▶ _Work order_: Across the data below, how many lines have the word "stairs" in them? Respond with the number alone.

▶ _Provided material_:
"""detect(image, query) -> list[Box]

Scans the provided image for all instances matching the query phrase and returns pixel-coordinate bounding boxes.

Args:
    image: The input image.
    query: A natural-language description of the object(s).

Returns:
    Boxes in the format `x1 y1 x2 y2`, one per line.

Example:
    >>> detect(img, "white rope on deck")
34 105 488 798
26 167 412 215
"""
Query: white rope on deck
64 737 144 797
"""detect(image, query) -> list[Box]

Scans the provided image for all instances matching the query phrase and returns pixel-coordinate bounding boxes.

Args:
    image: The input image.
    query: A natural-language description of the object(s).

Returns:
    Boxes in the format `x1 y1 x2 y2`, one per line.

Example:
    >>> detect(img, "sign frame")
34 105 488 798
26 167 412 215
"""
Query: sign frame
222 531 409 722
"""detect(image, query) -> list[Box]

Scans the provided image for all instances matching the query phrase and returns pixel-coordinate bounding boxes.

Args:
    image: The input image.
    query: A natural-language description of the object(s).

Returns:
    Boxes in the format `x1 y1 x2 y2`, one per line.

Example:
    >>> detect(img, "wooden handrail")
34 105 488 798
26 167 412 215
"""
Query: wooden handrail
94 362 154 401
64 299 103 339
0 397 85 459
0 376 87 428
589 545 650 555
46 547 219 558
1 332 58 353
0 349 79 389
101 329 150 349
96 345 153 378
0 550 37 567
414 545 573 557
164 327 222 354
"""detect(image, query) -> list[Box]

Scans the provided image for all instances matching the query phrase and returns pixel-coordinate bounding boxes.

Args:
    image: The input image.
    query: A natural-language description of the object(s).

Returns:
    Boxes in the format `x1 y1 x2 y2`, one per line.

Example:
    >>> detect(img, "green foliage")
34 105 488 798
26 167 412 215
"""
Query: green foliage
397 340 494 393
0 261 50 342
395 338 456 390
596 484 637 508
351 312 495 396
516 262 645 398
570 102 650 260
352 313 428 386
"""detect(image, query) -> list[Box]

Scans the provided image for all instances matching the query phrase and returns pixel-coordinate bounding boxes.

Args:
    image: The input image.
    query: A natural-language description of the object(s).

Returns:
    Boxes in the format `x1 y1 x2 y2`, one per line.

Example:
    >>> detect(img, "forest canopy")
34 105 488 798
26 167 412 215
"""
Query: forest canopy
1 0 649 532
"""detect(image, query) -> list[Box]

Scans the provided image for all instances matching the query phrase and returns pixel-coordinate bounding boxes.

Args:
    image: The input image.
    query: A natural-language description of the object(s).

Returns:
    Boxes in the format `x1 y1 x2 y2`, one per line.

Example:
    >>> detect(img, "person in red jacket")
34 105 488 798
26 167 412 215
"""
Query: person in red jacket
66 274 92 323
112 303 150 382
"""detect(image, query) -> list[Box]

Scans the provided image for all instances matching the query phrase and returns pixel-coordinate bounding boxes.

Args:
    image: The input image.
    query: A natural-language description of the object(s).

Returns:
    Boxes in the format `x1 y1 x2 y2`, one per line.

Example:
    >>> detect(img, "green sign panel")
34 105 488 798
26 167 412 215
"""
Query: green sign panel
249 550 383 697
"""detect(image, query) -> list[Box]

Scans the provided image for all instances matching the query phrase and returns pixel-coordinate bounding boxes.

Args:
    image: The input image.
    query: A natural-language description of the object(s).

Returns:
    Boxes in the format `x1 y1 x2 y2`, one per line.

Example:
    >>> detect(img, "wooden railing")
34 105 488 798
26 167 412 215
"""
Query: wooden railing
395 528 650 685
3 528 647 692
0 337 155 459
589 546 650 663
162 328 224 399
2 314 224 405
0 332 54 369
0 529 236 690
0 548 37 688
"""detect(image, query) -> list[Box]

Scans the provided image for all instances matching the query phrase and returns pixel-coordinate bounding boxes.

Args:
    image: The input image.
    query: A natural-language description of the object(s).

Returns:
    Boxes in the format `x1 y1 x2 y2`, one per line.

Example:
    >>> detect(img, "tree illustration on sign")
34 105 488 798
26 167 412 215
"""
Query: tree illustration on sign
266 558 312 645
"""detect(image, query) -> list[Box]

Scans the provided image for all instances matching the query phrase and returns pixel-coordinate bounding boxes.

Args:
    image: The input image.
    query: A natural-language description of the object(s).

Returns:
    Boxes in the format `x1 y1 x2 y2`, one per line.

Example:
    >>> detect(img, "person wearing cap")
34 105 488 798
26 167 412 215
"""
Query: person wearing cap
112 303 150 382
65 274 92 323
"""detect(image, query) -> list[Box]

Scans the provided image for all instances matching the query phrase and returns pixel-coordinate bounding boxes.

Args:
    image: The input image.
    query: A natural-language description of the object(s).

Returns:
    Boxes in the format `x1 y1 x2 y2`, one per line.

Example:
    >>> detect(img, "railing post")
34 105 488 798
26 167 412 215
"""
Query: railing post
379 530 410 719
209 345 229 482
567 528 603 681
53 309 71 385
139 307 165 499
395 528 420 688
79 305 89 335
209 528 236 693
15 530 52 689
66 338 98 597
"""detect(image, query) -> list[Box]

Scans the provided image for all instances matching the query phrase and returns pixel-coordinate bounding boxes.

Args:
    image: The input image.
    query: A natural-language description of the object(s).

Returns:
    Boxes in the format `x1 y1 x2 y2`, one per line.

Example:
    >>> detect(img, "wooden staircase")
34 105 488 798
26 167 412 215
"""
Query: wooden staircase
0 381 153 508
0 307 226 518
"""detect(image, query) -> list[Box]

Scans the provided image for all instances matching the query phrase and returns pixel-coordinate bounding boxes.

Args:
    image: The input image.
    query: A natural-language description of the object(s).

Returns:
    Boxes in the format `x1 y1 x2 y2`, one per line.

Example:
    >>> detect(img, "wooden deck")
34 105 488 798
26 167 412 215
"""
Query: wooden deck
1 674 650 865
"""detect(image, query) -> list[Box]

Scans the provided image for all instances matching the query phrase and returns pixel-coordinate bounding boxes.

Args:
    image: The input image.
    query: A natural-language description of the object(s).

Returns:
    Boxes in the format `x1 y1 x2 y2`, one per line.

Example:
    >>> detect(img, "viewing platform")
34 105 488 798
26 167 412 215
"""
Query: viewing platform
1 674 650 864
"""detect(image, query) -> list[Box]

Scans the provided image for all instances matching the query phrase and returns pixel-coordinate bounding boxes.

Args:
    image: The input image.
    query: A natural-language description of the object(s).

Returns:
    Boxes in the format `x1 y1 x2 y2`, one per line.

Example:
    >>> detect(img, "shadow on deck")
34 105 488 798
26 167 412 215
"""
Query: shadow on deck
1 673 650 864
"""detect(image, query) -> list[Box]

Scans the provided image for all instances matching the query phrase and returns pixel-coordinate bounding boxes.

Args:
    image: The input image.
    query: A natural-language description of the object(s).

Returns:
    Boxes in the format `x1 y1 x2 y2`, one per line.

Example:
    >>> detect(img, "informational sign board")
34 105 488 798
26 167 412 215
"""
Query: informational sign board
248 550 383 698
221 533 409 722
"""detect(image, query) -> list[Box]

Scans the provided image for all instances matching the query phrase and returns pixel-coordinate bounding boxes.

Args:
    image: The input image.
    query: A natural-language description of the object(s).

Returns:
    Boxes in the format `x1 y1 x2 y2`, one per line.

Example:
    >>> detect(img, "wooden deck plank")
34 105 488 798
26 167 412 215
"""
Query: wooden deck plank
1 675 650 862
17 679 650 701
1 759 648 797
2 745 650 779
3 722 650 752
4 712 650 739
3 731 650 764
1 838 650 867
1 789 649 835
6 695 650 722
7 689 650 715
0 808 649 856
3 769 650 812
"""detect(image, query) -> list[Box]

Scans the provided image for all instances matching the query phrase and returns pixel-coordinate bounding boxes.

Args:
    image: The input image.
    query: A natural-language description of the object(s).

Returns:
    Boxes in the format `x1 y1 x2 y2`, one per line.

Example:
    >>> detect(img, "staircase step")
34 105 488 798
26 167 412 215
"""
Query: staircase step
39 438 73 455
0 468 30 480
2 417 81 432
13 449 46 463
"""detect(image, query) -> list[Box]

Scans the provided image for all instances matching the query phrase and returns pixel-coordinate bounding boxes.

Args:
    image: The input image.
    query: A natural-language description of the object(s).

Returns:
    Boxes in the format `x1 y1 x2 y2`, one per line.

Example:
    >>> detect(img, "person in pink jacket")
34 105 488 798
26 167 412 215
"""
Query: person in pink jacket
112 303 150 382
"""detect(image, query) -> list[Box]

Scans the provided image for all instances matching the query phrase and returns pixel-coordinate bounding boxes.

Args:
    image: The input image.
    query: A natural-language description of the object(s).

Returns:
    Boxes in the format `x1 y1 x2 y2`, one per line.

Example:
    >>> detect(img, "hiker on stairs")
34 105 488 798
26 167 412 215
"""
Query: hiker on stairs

▶ _Completed task_: 2